* [Task details]: Extract each line of the entries below that contains the word "black", reproducing those lines in their original order.

───

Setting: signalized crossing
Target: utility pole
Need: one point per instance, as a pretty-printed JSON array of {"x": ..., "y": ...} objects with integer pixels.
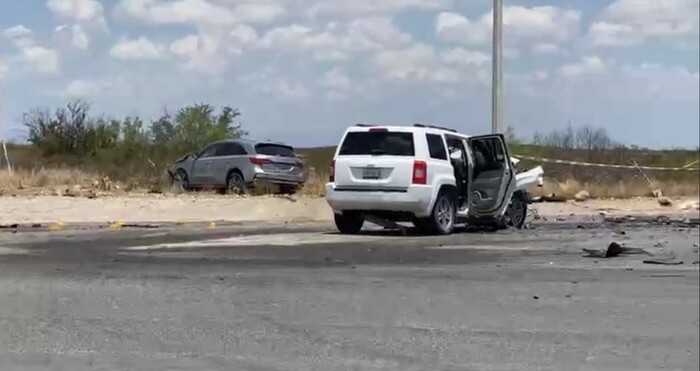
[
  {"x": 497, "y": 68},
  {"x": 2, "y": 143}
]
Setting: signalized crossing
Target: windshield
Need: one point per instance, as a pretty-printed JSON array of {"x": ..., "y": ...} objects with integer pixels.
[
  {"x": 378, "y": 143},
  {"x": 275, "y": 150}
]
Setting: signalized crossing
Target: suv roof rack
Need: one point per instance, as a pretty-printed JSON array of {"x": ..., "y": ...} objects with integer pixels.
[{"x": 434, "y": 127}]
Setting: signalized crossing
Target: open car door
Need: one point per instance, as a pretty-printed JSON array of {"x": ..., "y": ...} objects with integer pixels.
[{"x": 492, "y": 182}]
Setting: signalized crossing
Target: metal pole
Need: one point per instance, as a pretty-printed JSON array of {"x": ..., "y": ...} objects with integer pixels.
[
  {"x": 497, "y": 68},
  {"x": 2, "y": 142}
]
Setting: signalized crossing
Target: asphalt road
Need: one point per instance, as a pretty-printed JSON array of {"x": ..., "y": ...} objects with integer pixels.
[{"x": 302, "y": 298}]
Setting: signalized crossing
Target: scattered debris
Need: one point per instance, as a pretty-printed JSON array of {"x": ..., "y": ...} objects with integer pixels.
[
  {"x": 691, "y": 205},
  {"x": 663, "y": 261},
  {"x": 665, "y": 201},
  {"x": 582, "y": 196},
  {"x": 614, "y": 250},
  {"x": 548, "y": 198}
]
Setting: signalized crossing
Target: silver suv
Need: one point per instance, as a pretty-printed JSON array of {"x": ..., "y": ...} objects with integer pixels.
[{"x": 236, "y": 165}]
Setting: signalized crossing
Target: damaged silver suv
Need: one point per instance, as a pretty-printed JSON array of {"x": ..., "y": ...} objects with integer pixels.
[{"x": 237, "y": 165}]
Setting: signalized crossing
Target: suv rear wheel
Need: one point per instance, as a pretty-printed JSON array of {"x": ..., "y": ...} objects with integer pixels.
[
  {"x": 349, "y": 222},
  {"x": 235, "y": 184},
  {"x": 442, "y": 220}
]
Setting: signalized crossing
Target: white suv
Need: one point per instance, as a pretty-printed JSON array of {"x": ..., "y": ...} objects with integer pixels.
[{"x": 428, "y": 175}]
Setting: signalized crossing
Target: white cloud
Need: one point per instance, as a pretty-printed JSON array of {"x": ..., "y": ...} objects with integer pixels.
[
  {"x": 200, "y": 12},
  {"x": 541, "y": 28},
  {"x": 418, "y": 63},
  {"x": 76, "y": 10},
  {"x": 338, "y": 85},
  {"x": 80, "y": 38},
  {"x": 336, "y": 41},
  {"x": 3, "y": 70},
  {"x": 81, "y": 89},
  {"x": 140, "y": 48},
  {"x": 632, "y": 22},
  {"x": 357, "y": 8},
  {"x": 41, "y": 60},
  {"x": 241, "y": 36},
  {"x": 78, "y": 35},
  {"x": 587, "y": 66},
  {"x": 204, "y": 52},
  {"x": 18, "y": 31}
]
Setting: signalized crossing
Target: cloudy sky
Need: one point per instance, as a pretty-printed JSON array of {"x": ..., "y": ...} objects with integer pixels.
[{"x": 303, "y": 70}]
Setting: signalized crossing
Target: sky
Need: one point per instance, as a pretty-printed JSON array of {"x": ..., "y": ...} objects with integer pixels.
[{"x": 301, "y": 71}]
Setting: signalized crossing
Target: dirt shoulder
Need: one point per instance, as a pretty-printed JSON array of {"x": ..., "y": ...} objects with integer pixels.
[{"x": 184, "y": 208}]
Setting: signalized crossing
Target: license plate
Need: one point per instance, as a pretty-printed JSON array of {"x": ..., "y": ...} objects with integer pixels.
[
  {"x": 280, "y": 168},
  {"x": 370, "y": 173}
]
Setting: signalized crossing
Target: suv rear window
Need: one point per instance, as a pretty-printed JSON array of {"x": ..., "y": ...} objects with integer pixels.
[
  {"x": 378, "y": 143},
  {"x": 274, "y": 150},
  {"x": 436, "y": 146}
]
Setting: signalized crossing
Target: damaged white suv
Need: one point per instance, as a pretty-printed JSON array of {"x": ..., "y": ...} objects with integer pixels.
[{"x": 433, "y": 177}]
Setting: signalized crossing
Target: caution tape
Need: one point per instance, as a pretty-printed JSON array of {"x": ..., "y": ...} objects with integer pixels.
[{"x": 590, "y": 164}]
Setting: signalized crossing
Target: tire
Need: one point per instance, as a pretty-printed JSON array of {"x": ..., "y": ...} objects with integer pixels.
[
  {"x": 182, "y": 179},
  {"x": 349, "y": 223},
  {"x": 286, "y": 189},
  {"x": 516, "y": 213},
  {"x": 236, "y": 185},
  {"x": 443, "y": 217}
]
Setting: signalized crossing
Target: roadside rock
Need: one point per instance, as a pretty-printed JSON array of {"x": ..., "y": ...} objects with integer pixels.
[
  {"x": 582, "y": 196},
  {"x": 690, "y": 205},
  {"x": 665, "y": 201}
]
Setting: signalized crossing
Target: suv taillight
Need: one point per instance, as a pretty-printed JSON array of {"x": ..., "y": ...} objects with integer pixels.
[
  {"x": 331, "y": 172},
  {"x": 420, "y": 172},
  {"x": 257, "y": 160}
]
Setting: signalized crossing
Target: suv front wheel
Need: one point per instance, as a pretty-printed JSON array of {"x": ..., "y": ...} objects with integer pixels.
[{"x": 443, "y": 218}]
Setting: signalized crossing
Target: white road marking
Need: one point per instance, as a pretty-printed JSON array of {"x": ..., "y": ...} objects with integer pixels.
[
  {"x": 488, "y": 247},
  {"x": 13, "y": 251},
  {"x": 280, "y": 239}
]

───

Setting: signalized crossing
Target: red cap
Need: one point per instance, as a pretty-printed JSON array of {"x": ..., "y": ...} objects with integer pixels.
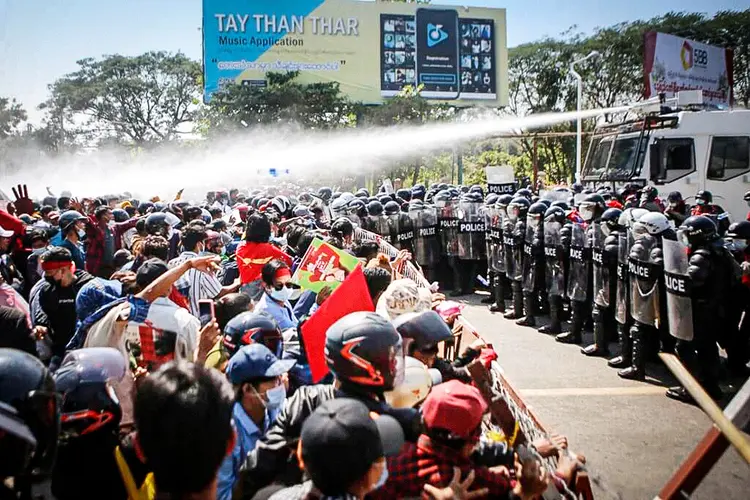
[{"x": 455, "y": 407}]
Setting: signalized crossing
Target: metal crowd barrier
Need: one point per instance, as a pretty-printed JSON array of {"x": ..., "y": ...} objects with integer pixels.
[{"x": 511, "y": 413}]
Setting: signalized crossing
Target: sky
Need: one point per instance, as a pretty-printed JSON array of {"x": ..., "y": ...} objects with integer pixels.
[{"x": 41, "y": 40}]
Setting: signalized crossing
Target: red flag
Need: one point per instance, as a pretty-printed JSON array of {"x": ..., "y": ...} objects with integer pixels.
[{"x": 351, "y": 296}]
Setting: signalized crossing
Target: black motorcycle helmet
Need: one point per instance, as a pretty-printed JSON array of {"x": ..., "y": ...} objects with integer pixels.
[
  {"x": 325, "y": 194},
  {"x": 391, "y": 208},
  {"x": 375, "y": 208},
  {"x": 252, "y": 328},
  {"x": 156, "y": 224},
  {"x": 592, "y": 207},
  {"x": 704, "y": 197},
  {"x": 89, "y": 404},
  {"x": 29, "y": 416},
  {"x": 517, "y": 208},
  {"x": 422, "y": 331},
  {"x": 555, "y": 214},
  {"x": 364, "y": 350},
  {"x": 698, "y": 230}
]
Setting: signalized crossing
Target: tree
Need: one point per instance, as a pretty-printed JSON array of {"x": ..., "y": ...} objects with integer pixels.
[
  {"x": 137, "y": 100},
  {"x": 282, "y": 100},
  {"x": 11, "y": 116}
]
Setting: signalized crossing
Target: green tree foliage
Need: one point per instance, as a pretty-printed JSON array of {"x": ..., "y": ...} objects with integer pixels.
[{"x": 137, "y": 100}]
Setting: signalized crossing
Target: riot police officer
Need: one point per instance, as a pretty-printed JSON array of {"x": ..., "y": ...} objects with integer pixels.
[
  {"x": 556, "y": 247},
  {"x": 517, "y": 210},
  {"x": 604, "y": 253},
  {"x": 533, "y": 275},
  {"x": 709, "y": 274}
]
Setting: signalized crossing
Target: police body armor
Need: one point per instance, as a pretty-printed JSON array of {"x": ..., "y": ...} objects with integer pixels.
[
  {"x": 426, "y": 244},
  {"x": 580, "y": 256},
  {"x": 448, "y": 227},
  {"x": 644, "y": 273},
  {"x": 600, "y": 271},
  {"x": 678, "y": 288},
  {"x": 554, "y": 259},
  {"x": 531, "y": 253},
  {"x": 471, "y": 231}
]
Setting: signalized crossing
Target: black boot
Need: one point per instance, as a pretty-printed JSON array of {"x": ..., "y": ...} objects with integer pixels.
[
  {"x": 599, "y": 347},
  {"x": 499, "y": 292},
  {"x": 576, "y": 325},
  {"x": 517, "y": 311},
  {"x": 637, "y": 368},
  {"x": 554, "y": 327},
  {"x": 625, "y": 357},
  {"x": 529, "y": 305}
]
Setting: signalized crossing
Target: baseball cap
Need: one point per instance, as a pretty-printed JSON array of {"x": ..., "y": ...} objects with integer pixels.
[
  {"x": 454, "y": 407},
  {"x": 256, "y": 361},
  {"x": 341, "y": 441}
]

───

* [Reply to the task]:
Target: black motorcycle helmet
Target: black boot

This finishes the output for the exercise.